Problem: Your task is to transcribe all the entries exactly, excluding pictures.

Input:
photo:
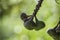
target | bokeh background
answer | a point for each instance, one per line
(11, 25)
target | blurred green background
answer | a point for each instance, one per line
(11, 25)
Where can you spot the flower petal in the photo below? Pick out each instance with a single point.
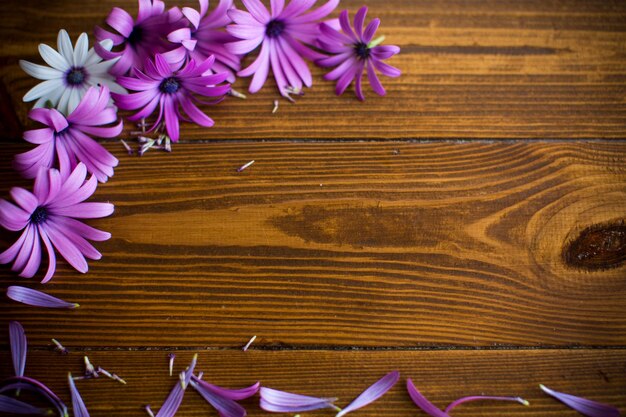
(18, 347)
(422, 402)
(583, 405)
(374, 392)
(78, 405)
(36, 298)
(276, 401)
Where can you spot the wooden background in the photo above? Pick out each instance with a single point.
(467, 230)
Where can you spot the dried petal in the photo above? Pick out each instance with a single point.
(80, 410)
(36, 298)
(18, 347)
(374, 392)
(582, 405)
(286, 402)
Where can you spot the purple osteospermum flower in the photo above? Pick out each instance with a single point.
(276, 401)
(203, 38)
(138, 39)
(169, 89)
(66, 140)
(282, 35)
(356, 53)
(49, 215)
(582, 405)
(432, 410)
(223, 399)
(36, 298)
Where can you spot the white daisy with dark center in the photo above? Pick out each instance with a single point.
(71, 71)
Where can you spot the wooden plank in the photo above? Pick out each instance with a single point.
(358, 244)
(472, 69)
(442, 376)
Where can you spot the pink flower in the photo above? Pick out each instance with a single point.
(66, 140)
(136, 40)
(356, 53)
(49, 215)
(160, 86)
(282, 34)
(203, 37)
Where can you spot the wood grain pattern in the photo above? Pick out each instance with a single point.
(442, 376)
(472, 69)
(358, 244)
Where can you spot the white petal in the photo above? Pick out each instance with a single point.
(113, 86)
(65, 47)
(93, 57)
(80, 52)
(39, 71)
(43, 90)
(53, 58)
(101, 68)
(75, 96)
(65, 97)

Exercise output:
photo:
target | bokeh background
answer | a point for each instance, one per line
(11, 25)
target | blurred green background
answer | a point for each instance, one per line
(11, 25)
Where can you spot the flower petal in the photo below? Pick out each instance with a single point.
(18, 347)
(422, 402)
(583, 405)
(374, 392)
(78, 405)
(36, 298)
(276, 401)
Where can you spot the wooden background in the photo above? Pick out each instance with a single point.
(467, 230)
Where can you spot the dried petal in the photo above? Pick out each instance with a single point.
(80, 410)
(36, 298)
(18, 347)
(374, 392)
(582, 405)
(286, 402)
Where can you spot the purple osteospermum flower in the photo above? Pick out each instance with a single point.
(276, 401)
(203, 38)
(138, 39)
(169, 89)
(66, 140)
(282, 35)
(356, 53)
(49, 215)
(582, 405)
(432, 410)
(223, 399)
(36, 298)
Where can you spot the white daisy with dark center in the photo above? Pick out each instance with a single point.
(71, 71)
Where can you spot the wooden plank in the photo above? Pick out each instance with a single point.
(358, 244)
(472, 69)
(442, 376)
Where can you spot the pink flower in the photo above? Pick out each instance with a single point.
(66, 140)
(136, 40)
(356, 53)
(49, 215)
(160, 86)
(282, 34)
(203, 37)
Where can you spot the wood grain pattern in the photo above? Pick out each instance with a single point.
(442, 376)
(472, 69)
(358, 244)
Where can you spot the white petal in the photo above? Pick out each instance with a single point.
(113, 86)
(65, 47)
(93, 57)
(80, 52)
(39, 71)
(43, 90)
(53, 58)
(101, 68)
(75, 96)
(65, 97)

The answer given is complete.